Dataset excerpt:
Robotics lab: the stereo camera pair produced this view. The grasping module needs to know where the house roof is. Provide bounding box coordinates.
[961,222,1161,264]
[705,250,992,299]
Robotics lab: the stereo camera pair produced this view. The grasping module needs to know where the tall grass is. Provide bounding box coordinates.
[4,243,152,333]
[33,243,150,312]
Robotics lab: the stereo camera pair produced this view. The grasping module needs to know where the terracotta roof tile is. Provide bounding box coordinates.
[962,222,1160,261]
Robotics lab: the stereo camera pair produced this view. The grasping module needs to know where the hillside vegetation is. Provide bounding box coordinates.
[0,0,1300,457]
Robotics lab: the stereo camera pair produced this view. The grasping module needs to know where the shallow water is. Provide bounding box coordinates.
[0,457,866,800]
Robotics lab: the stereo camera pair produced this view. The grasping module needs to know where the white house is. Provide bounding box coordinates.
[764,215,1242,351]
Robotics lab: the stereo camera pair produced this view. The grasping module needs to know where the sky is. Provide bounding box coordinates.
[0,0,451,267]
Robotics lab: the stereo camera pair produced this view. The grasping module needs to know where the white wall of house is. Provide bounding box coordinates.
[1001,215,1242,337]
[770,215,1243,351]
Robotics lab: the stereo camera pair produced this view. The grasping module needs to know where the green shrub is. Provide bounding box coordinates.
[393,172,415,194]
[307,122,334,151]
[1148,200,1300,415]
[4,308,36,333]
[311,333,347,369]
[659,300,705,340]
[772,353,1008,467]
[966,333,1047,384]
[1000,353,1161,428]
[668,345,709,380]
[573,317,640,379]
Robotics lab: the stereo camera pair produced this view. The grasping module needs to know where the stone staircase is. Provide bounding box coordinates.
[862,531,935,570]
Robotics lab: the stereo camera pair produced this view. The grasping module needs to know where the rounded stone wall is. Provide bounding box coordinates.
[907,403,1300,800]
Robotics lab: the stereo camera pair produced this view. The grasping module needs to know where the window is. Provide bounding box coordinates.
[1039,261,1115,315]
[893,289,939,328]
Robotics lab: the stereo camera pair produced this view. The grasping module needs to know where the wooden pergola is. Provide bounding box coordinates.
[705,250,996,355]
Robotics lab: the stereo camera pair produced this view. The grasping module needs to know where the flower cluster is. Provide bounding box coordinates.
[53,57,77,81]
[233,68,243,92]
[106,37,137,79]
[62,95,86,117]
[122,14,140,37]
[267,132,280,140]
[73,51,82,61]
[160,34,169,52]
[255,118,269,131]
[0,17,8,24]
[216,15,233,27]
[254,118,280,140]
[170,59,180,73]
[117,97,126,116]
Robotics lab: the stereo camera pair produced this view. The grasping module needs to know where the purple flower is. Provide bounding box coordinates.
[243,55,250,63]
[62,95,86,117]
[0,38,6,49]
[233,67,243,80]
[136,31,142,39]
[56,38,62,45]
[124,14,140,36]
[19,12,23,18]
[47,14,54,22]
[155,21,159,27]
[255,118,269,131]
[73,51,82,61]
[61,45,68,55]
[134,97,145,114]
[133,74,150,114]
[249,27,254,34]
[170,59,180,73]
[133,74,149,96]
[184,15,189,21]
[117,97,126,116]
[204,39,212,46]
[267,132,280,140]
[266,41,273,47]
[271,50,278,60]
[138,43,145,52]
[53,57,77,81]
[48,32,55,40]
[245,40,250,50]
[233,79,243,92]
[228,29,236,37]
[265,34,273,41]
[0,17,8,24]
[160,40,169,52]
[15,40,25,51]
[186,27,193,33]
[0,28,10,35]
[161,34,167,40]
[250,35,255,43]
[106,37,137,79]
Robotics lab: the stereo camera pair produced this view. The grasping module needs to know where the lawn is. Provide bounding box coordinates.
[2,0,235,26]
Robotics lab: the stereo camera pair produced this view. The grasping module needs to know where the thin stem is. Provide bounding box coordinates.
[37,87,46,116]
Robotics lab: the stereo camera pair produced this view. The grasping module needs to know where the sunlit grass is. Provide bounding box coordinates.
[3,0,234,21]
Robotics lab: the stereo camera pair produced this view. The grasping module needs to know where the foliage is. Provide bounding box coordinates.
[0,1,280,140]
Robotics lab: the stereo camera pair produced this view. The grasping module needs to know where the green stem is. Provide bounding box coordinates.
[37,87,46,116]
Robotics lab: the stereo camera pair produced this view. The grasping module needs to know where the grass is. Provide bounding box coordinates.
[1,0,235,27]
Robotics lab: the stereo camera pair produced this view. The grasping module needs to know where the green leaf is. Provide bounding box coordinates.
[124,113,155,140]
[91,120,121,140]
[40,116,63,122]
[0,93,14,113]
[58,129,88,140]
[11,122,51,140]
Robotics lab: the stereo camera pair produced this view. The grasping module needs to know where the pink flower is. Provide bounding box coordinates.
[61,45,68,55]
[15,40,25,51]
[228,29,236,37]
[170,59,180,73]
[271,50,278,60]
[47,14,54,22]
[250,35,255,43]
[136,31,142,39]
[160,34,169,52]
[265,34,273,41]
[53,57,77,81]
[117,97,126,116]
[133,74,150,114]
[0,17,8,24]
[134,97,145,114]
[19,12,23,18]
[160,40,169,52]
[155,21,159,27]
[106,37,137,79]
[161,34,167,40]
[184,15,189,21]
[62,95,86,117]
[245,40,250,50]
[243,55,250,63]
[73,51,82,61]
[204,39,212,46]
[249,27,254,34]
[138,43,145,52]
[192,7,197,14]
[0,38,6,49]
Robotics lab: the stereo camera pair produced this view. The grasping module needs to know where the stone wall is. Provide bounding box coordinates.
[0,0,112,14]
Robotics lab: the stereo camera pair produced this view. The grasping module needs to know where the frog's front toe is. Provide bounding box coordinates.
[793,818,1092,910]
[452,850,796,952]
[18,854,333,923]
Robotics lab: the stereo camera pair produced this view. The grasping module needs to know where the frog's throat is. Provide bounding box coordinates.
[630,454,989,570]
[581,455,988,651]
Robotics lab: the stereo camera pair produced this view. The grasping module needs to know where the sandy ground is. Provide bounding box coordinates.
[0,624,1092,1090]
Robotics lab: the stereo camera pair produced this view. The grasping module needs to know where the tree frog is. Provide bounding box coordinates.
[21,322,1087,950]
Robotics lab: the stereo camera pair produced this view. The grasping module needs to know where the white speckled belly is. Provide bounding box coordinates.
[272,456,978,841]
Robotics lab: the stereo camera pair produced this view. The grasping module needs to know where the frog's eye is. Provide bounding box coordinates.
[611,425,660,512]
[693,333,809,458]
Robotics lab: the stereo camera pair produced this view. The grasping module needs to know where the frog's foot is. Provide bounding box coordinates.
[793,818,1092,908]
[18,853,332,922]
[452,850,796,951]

- OBJECTIVE
Could you rewrite the part of the records that opens with the line containing "shrub is. Provide bounding box coordinates." and closes with the line containing "[668,345,709,380]", swapping "green shrub" for "leafy bush" and keeping everything else the same? Give only those lines.

- SOLUTION BELOW
Robotics lab: the stereo camera pair produced this view. The grasping module needs to know where the leafy bush is. Provide bounding box coordinates.
[393,172,415,194]
[307,122,334,151]
[1148,200,1300,415]
[4,308,36,333]
[311,333,347,369]
[659,300,705,340]
[772,353,1008,467]
[966,333,1047,384]
[1000,353,1161,428]
[668,345,709,380]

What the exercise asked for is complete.